## Exercise aim
Quote the passage of the Java Ring article from "I am resourceful" up to and including "into my ring.".

## Given text
For me, the highlight of the JavaOne Developer Conference in San Francisco last March was Dallas Semiconductor's iButton with Java -- aka the Java Ring, a wearable computer that ran Java. It allegedly had a high-performance encryption engine, an exciting prospect indeed, until I discovered that the encryption unit wasn't accessible on the ring. Dallas Semiconductor later confirmed that it couldn't be enabled at all, which really dampened my enthusiasm for the whole concept.
I am resourceful though, and since Dallas Semiconductor had promised that a fully functional Java Ring was going to be available eventually, all I needed to do was wait. And while I was waiting, what better to do but learn the ins and outs of programming my new piece of "smart" jewelry?
Of course this pursuit of knowledge did raise the question of what, exactly, I should program into my ring.
I pondered this question for a while, until I came up with what was, for me, the ideal solution: I would program my ring to simulate the most important piece of cryptographic equipment used in the second World War -- the German ENIGMA machine. The ENIGMA was used by German commanders to encrypt all of their important plans and orders to the field marshalls. But first I had to figure out what the heck an APDU was!
The Java Card applet model
The Java Ring is in fact a Java smart card, and the ring's virtual machine is based on the Java virtual machine (JVM) that was proposed as the Java Card 2.0 standard. I've seen some wonderful technical discussions on how to program these devices (see the Resources section for pointers), but, to be perfectly honest, the descriptions were quite opaque to me. I was looking for linkages between the JVM on the ring and the JVM on a PC and finding nothing beyond descriptions of a rather peculiar serial interface that connected them. I then realized that what really connected the ring to the "outside" world was not a serial port but a network protocol. Allow me to explain.

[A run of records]

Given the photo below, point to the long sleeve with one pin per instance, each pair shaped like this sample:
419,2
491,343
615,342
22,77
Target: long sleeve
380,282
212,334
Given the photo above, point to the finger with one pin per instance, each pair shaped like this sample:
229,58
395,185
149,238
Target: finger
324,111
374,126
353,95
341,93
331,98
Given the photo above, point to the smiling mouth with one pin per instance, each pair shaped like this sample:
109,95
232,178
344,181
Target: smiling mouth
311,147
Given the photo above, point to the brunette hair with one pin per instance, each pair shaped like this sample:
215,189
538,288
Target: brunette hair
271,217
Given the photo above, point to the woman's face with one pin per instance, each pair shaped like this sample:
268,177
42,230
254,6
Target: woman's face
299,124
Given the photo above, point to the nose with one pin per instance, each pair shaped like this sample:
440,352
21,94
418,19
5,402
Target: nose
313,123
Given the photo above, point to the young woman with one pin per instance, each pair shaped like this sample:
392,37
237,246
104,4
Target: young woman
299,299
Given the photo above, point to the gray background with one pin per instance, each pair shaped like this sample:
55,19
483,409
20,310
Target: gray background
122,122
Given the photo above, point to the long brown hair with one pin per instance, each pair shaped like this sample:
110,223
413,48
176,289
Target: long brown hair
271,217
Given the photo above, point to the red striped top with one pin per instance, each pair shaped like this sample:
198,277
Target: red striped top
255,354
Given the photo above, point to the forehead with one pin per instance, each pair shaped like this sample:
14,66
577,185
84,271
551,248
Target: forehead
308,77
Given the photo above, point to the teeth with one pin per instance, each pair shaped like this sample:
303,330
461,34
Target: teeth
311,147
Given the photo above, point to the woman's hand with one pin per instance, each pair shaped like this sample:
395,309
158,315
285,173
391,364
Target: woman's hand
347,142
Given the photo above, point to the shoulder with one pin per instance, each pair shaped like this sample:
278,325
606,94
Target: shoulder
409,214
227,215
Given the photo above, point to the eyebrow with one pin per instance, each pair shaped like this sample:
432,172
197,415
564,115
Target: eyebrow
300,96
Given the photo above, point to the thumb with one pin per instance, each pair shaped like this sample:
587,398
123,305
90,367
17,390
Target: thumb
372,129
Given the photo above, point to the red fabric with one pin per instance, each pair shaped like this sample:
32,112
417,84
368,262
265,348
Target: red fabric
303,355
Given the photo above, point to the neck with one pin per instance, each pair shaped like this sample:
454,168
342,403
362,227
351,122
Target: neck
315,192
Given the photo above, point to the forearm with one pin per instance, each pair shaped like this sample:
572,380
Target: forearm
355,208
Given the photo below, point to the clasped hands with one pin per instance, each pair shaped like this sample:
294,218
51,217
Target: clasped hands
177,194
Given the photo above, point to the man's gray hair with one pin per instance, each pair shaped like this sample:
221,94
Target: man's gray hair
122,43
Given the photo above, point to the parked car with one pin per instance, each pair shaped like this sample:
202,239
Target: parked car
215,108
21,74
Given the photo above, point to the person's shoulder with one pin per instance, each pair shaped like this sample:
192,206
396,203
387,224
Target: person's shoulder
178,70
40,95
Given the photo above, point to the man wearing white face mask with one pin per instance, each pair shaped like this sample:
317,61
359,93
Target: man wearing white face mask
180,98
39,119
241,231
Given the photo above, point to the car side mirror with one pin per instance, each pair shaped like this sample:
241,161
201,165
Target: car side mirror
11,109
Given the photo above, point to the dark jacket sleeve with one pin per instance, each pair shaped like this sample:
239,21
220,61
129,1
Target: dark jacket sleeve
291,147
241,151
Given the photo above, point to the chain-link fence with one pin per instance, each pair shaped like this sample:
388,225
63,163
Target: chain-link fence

## Expected output
I am resourceful though, and since Dallas Semiconductor had promised that a fully functional Java Ring was going to be available eventually, all I needed to do was wait. And while I was waiting, what better to do but learn the ins and outs of programming my new piece of "smart" jewelry?
Of course this pursuit of knowledge did raise the question of what, exactly, I should program into my ring.